Source document:
---+---
Secure Signature Means No One Can Steal Your Id
A new biometric identification system now exists that can link a person to an ID card without having to match biometric characteristics to data stored on the card or in a central database. This system could quiet many of the criticisms about ID card plans, such as the national plan proposed by the U.K. government.
Security experts fear that stolen biometric data could be used illegally, but Generics Group’s Gavan Duffy has invented a technique that removes the variability from an iris or fingerprint scan, “enhancing its stability,” he says. His technique provides an “offset” value for each data point in a scan, to put the value of the scan in the middle of its range, so that variations in subsequent scans are less likely to come back different.
---+---
What you will do:
1. According to the article on biometric identification, who invented the technique that removes variability from an iris or fingerprint scan?
2. Continue the article on secure biometric identification from the point at which it ends.
---+---
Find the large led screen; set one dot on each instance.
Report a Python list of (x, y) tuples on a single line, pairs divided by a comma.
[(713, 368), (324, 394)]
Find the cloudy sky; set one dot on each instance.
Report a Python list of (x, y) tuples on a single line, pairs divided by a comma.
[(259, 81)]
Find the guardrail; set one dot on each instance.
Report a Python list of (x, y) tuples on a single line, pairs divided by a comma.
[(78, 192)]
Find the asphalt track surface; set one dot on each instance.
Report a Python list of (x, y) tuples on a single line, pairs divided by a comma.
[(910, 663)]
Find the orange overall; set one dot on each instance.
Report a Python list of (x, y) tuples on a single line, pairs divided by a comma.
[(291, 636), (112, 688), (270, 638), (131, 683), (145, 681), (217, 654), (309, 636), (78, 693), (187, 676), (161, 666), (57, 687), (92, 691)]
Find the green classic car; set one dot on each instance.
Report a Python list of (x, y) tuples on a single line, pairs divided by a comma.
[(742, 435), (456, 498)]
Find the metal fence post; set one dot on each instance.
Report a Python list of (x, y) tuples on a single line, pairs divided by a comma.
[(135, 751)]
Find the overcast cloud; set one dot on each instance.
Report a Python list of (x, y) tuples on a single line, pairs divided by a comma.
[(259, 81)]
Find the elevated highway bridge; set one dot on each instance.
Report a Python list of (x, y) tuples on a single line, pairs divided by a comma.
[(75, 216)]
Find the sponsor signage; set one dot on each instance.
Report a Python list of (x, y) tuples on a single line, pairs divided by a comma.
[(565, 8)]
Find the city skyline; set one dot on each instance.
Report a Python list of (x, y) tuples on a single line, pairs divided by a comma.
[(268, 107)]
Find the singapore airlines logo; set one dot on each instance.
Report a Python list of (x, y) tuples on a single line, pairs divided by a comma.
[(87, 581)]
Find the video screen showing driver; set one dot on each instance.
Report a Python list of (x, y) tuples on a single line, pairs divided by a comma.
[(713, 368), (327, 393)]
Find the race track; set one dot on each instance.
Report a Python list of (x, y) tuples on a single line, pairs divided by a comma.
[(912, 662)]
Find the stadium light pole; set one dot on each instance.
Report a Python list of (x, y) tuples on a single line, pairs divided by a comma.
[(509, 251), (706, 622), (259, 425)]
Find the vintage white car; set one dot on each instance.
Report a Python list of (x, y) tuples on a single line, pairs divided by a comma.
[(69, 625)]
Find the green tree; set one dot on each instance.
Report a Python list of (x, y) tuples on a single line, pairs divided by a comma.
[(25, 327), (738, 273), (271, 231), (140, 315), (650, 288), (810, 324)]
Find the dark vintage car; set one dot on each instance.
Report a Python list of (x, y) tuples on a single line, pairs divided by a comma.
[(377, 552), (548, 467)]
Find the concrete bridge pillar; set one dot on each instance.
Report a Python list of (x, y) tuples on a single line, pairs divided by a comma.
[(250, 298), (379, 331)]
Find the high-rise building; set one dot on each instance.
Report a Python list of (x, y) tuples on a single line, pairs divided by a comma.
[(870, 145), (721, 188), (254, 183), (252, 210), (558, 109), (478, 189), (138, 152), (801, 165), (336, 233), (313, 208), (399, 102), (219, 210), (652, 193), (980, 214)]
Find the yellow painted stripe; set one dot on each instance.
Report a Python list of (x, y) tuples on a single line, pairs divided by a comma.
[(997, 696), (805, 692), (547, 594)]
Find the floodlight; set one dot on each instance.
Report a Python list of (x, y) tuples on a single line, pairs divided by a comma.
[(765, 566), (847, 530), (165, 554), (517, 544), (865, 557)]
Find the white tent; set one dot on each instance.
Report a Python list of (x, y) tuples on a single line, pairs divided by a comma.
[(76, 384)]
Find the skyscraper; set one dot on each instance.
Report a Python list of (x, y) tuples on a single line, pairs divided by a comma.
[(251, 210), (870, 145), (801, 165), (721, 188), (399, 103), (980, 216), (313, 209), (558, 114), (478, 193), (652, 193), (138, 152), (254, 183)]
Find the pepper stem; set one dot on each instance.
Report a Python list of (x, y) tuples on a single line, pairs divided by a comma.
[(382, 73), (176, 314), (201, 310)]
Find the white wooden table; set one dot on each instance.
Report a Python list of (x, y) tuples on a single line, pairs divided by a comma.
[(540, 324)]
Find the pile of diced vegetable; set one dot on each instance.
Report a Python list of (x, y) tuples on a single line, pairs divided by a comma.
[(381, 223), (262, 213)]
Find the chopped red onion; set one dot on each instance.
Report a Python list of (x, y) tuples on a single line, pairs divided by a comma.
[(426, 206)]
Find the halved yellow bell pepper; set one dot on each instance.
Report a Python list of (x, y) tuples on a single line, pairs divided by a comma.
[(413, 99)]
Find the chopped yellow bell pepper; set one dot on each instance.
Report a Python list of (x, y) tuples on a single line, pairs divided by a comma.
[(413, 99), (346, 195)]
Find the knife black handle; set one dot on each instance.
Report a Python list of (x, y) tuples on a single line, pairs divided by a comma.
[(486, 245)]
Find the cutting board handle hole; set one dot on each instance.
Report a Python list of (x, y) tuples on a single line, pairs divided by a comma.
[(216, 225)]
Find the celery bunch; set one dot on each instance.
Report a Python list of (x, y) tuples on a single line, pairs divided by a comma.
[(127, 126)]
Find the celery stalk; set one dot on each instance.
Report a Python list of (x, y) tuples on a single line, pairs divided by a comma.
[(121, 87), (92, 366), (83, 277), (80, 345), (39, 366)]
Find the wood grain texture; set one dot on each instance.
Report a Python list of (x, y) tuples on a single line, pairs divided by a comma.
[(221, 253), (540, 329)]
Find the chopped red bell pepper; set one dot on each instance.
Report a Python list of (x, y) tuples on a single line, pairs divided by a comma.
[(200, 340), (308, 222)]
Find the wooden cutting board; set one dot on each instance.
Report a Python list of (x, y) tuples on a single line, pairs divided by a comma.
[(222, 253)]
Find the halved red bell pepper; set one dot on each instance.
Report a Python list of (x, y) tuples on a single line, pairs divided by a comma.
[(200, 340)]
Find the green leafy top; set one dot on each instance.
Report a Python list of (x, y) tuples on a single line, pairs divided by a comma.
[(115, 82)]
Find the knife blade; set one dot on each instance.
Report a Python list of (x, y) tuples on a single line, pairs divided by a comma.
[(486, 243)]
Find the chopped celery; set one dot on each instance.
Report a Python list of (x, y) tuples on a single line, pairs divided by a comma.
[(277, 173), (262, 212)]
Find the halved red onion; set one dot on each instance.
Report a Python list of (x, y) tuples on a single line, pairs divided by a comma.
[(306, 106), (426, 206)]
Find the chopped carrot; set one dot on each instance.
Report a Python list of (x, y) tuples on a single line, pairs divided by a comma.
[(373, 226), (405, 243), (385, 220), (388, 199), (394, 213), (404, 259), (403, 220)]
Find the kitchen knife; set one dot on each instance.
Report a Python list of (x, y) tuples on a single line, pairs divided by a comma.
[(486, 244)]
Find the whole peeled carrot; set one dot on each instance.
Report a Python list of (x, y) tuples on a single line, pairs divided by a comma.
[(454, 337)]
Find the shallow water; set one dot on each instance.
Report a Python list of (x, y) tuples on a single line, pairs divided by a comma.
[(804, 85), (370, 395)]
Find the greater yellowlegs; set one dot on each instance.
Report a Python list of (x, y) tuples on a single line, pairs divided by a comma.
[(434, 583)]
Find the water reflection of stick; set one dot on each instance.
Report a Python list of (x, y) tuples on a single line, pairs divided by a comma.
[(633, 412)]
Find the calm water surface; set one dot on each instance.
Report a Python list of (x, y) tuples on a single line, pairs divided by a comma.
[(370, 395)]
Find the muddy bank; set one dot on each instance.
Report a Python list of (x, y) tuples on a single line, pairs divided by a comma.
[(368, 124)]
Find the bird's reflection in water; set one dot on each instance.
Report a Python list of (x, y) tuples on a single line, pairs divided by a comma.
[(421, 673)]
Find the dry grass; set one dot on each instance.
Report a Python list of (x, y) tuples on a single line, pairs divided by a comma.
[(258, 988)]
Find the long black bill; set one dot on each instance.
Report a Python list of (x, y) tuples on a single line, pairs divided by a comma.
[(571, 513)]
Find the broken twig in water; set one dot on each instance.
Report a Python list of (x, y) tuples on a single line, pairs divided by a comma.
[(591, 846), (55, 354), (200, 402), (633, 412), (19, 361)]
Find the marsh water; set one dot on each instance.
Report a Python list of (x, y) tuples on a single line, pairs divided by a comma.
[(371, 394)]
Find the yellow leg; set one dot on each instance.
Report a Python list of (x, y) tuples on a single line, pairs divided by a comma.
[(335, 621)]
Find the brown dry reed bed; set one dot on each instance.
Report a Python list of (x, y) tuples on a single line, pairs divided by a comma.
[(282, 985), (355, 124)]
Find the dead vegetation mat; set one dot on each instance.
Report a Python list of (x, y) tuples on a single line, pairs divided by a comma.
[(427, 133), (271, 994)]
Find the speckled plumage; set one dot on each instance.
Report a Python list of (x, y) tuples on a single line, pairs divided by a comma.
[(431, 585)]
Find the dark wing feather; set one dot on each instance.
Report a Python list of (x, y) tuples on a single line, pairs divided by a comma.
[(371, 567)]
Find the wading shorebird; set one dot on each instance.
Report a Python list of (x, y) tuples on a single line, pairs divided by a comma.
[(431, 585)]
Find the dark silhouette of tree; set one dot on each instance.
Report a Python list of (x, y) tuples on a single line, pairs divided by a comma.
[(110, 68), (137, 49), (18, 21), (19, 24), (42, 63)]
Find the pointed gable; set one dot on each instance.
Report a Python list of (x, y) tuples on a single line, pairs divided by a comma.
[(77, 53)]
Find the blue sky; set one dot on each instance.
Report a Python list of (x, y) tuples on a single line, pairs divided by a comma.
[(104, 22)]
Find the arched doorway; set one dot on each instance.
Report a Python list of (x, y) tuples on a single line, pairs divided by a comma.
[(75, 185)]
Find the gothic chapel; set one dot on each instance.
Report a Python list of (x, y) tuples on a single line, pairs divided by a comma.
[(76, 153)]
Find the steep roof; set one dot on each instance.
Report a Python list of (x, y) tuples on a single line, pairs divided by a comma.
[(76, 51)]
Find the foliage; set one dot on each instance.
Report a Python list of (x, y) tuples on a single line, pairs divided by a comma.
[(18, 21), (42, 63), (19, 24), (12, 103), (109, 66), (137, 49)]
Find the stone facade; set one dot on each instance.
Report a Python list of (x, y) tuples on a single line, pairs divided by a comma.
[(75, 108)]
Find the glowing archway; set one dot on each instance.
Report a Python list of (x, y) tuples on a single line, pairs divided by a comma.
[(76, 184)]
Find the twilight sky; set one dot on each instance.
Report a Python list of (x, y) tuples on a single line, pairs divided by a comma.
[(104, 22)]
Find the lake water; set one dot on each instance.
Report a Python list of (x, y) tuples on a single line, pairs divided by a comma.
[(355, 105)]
---+---
Responses per task:
1. Gavan Duffy of Generics Group.

2.
The reference template can be combined with data on the card to create a user-unique digital signature, which can be irreversibly encrypted for protection. The offset data can be stored on the card, useful only to the owner. Any subsequent scans can be combined with the offsets to create a template, which can be combined with the personal data on the card to create a fresh signature; if it matches the stored signature, the user is genuine.
Ian Brown of the Foundation for Information Policy Research, a group that opposes ID cards, nevertheless says the system “looks like a good solution” since the cards only store “information that needs the iris or fingerprint to be present for the offset information to be any use.”
Abstracted by the National Law Enforcement and Corrections Technology Center(NLECTC) from New Scientist (05/22/04) Vol. 182, No. 2448, P. 23; Graham-Rowe, Duncan .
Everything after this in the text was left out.